### Extract to read

** start **

By Taylor Viles– 1851 Staff
When Allie Clancy enrolled in a high school class called “media remix,” she had no idea it was going to change her life and decide her future.
The youngest of three, Clancy “was a little spitfire” as described by her mother, Suzy. “We used to call her an angel and a devil because she could be so sweet but then she could be such a devil [so] we got her pajamas that had angels and devils on them,” she said. Indeed, she was so devilish that when she broke her arm after wrestling with her sister and brother, she proceeded to use her pink cast as a weapon against them.
But Clancy grew out of her childish ways as she channeled her energy into running track in high school, a sport her father had also been a star in. Not only did she run track, but “she tried out everything, …swimming…softball…[and] cheerleading…,” said her mother Suzy.
It was the cheerleading that persuaded her to look into the media remix class. “I thought that meant remixing songs, so I took it,” said Clancy. The class ended up being a video class and Clancy’s romance with the media industry took flight. “I loved writing a story,” she said. “If I hadn’t taken that class with that teacher, I don’t think I would’ve found video.”
As she began to improve her video skills, she was introduced to a large competition where she would have to make a Public Service Announcement (PSA). Shockingly for Clancy, she took home first place and this is when she began to realize communications was the right field for her. “Working on these projects in highschool…gave me a lot of confidence that I could be good at it,” said Clancy.

** end **

### What you should do
Pick up the profile of Allie Clancy after its final sentence and carry it forward.

### Supplied data
** start **

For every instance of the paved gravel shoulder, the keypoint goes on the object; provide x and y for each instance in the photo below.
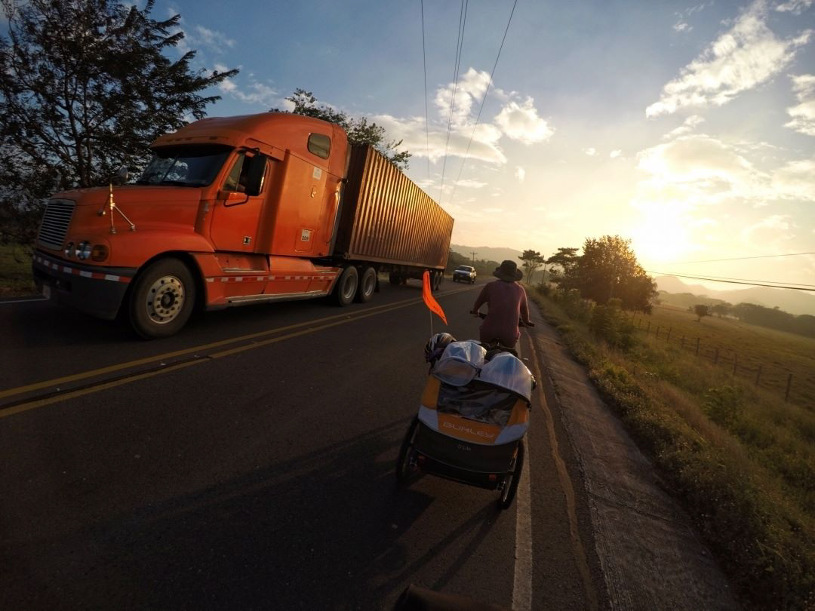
(651, 558)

** end **

### Reply
For college, she stayed close to her home in the North Shore deciding on Lasell College in Newton and majoring in “Entertainment Media.” Clancy didn’t wait to get involved on campus as she joined LCTV in the first semester of her first year. Only, there was no tv station like there is today and only one show was consistently filmed.
Through LCTV, she met Tom Baker, who eventually became president of the club. Baker, one year older than Clancy said at first she was kind of quiet but as soon as he got to know her, her confidence busted out. “I was blown away by how creative she truly is,” he said. Baker eventually passed his torch to Clancy both literally and figuratively as he also picked her to replace him as the next president of LCTV.
Clancy didn’t let the size of LCTV hinder her in accomplishing her dreams in the industry though. In the beginning of Sophomore year she received an email from Lasell Professor Meryl Perlson about “NESN Next Producer,” a program for college students who want to go into the media industry. The goal was to make a short video about the upcoming Red Sox season.
Clancy pounced on the opportunity and spent her sophomore year working on her submission with help from Perlson on the side. “I was really impressed with what she had accomplished as a sophomore,” said Perlson. “I thought…the project that she made showed a depth of storytelling… She really pulled it together in a way that not all sophomores can do at that point.”
“I had a lot of ideas at first and I narrowed it down to one,” said Clancy. “It took so much work.” She explained that the day before the final submission was due, she realized she hated the product she had produced. She was able to reconstruct the video, working on it nonstop until it was something she could be proud of. Clancy isn’t afraid to part with her work even if she’s spent hours on it and is therefore attached. She even has a somewhat gruesome saying to go along with her ideology too. “Sometimes you have to kill your babies,” said Perlson quoting Clancy.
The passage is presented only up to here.